[Given instruction] In the entries below, find the line containing "mark the bridge deck -- a dot per instance". Copy it and all lines after it, exactly, through the end.

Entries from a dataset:
———

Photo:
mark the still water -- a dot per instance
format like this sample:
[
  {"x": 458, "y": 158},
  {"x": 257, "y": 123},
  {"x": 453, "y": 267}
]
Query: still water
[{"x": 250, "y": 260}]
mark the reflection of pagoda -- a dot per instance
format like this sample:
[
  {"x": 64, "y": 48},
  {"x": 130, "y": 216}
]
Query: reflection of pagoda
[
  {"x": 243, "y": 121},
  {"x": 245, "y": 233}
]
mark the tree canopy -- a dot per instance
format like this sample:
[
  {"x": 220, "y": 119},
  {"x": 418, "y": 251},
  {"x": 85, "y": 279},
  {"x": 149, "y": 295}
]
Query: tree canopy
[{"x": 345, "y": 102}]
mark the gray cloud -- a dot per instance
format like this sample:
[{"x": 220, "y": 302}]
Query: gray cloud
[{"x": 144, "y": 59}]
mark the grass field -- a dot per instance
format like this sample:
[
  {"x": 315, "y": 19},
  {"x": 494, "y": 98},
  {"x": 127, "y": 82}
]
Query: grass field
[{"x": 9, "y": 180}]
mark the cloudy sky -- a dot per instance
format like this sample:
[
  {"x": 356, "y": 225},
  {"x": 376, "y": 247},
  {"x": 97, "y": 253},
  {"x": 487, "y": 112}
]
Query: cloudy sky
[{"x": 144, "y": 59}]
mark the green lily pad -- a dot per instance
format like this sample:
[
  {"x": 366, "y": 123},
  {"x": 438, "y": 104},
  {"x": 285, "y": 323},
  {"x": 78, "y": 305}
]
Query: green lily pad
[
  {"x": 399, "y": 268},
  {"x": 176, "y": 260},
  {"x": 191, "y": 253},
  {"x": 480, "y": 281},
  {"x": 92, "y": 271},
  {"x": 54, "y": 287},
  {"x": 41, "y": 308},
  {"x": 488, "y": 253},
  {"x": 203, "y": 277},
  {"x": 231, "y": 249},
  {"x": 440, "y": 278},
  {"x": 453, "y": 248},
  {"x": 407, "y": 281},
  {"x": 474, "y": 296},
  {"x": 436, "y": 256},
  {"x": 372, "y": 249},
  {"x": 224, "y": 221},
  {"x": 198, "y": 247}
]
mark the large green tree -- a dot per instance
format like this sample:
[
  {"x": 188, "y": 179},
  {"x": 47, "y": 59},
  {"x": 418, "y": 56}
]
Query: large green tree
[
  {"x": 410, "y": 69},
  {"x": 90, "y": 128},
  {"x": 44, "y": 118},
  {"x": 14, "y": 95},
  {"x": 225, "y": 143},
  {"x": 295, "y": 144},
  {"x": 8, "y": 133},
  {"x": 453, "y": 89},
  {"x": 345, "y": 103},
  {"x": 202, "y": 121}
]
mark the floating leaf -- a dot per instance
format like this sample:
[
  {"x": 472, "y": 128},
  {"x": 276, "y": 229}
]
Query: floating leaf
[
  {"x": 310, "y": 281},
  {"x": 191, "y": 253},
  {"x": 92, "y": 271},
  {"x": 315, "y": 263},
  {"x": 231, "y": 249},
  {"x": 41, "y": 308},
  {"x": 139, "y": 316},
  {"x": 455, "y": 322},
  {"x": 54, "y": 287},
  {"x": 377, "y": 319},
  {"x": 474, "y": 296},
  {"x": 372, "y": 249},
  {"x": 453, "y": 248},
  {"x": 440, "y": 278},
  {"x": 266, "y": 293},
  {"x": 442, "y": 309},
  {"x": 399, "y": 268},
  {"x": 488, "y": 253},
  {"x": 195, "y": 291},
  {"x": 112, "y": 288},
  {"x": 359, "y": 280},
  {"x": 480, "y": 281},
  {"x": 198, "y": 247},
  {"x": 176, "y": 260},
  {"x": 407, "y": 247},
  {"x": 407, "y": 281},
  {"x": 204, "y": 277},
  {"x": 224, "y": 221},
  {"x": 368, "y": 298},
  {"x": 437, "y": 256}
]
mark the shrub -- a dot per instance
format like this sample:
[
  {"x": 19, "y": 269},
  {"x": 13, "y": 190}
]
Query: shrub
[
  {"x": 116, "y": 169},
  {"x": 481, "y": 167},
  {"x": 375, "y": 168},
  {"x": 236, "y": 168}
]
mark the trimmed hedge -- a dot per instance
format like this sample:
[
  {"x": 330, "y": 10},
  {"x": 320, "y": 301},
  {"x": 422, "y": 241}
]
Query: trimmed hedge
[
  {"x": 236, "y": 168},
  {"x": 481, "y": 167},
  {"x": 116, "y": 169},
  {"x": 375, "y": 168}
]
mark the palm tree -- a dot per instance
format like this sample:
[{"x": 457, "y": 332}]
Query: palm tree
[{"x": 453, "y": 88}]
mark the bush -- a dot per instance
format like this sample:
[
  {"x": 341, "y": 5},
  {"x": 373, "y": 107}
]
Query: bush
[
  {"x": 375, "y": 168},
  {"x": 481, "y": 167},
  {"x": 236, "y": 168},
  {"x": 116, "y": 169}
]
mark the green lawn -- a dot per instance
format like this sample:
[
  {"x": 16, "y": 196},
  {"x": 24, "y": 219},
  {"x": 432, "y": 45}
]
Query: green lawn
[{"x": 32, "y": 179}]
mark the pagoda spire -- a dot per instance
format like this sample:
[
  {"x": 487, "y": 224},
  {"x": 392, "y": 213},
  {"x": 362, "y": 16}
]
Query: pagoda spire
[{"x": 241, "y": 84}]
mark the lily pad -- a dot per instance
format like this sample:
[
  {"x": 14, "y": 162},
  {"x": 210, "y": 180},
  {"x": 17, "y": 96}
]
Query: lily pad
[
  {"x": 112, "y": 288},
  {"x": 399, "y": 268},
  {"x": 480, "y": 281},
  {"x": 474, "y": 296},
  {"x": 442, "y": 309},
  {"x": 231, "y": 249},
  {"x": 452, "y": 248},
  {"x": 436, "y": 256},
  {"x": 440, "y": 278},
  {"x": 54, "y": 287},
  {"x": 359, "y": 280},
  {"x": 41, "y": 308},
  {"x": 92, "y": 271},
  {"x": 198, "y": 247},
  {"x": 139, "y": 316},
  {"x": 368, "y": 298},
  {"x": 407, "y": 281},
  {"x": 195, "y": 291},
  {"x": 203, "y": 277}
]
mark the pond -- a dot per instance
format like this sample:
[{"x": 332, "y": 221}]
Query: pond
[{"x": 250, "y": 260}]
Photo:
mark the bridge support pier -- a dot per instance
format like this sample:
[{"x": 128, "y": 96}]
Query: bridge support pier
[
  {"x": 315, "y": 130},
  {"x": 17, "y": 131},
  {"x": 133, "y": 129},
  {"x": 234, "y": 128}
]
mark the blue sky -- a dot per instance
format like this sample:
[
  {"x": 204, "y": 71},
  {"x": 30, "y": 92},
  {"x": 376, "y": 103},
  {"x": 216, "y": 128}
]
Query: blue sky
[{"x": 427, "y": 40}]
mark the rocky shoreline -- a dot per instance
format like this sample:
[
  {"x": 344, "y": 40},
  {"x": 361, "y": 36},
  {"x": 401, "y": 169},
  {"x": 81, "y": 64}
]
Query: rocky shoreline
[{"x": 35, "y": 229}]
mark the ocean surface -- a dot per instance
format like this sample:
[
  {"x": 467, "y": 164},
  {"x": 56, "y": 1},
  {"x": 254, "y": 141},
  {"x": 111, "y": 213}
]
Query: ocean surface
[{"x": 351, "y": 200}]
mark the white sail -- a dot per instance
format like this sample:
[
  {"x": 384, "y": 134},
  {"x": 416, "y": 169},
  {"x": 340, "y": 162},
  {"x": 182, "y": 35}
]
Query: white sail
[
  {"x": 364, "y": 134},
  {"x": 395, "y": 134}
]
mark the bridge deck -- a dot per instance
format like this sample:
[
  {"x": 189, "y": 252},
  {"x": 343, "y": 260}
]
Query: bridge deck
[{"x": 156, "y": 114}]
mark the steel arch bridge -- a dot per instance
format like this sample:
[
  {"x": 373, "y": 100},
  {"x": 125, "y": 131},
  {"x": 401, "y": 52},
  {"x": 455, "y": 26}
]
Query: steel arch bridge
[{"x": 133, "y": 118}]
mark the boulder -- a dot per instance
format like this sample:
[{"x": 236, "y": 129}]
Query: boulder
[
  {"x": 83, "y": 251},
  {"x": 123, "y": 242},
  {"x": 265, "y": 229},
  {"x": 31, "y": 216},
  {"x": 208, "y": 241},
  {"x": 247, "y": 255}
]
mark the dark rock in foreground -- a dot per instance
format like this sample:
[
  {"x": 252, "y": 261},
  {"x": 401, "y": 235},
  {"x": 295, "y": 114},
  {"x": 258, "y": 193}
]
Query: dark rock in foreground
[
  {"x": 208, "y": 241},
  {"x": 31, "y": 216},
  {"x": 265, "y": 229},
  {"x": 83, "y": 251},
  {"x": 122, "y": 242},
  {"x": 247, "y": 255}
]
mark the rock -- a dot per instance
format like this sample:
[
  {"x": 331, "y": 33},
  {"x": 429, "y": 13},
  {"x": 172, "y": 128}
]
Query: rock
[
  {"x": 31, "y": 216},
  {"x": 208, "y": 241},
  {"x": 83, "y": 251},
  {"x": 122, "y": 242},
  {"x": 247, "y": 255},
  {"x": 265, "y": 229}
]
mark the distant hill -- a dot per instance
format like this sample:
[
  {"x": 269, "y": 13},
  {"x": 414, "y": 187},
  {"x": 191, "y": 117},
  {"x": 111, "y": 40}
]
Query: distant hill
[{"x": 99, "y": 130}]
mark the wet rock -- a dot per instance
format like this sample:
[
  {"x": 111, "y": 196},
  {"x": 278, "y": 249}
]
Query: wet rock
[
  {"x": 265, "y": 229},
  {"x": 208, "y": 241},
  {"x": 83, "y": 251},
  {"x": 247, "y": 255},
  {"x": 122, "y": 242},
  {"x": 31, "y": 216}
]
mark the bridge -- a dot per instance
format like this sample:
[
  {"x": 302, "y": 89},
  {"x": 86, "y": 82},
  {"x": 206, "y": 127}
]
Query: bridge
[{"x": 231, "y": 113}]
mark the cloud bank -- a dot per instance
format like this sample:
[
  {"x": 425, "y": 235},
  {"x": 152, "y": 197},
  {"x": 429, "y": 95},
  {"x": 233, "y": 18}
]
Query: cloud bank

———

[Output for this task]
mark the bridge deck -- a dot per instance
format like this sample:
[
  {"x": 189, "y": 252},
  {"x": 343, "y": 260}
]
Query: bridge deck
[{"x": 156, "y": 114}]
mark the steel arch bridge -- a dot per instance
format like this sample:
[
  {"x": 373, "y": 100},
  {"x": 125, "y": 131},
  {"x": 401, "y": 52},
  {"x": 455, "y": 26}
]
Query: steel arch bridge
[{"x": 133, "y": 118}]
mark the boulder -- a dot per instance
format like this sample:
[{"x": 236, "y": 129}]
Query: boulder
[
  {"x": 83, "y": 251},
  {"x": 123, "y": 242},
  {"x": 265, "y": 229},
  {"x": 31, "y": 216},
  {"x": 208, "y": 241},
  {"x": 247, "y": 255}
]
mark the dark rock in foreground -- a dot per instance
format like this sample:
[
  {"x": 252, "y": 261},
  {"x": 401, "y": 235},
  {"x": 295, "y": 114},
  {"x": 258, "y": 193}
]
Query: dark rock in foreground
[
  {"x": 208, "y": 241},
  {"x": 31, "y": 216},
  {"x": 265, "y": 229},
  {"x": 83, "y": 251},
  {"x": 122, "y": 242},
  {"x": 247, "y": 255}
]
mark the rock -- a dot per instance
format like this sample:
[
  {"x": 331, "y": 33},
  {"x": 429, "y": 13},
  {"x": 172, "y": 128}
]
Query: rock
[
  {"x": 31, "y": 216},
  {"x": 208, "y": 241},
  {"x": 83, "y": 251},
  {"x": 122, "y": 242},
  {"x": 247, "y": 255},
  {"x": 265, "y": 229}
]
mark the distant hill -- a dot per instance
format like this sample:
[
  {"x": 269, "y": 13},
  {"x": 414, "y": 187},
  {"x": 191, "y": 117},
  {"x": 111, "y": 40}
]
Query: distant hill
[{"x": 99, "y": 130}]
mark the wet rock -- a dot per instance
format like this sample:
[
  {"x": 111, "y": 196},
  {"x": 278, "y": 249}
]
Query: wet rock
[
  {"x": 265, "y": 229},
  {"x": 208, "y": 241},
  {"x": 83, "y": 251},
  {"x": 247, "y": 255},
  {"x": 122, "y": 242},
  {"x": 31, "y": 216}
]
mark the bridge -- a dot per instance
format like this sample:
[
  {"x": 302, "y": 89},
  {"x": 86, "y": 82},
  {"x": 206, "y": 127}
]
Query: bridge
[{"x": 231, "y": 113}]
mark the cloud bank -- a dot per instance
format like this sample:
[
  {"x": 425, "y": 235},
  {"x": 152, "y": 197},
  {"x": 429, "y": 95},
  {"x": 233, "y": 18}
]
Query: cloud bank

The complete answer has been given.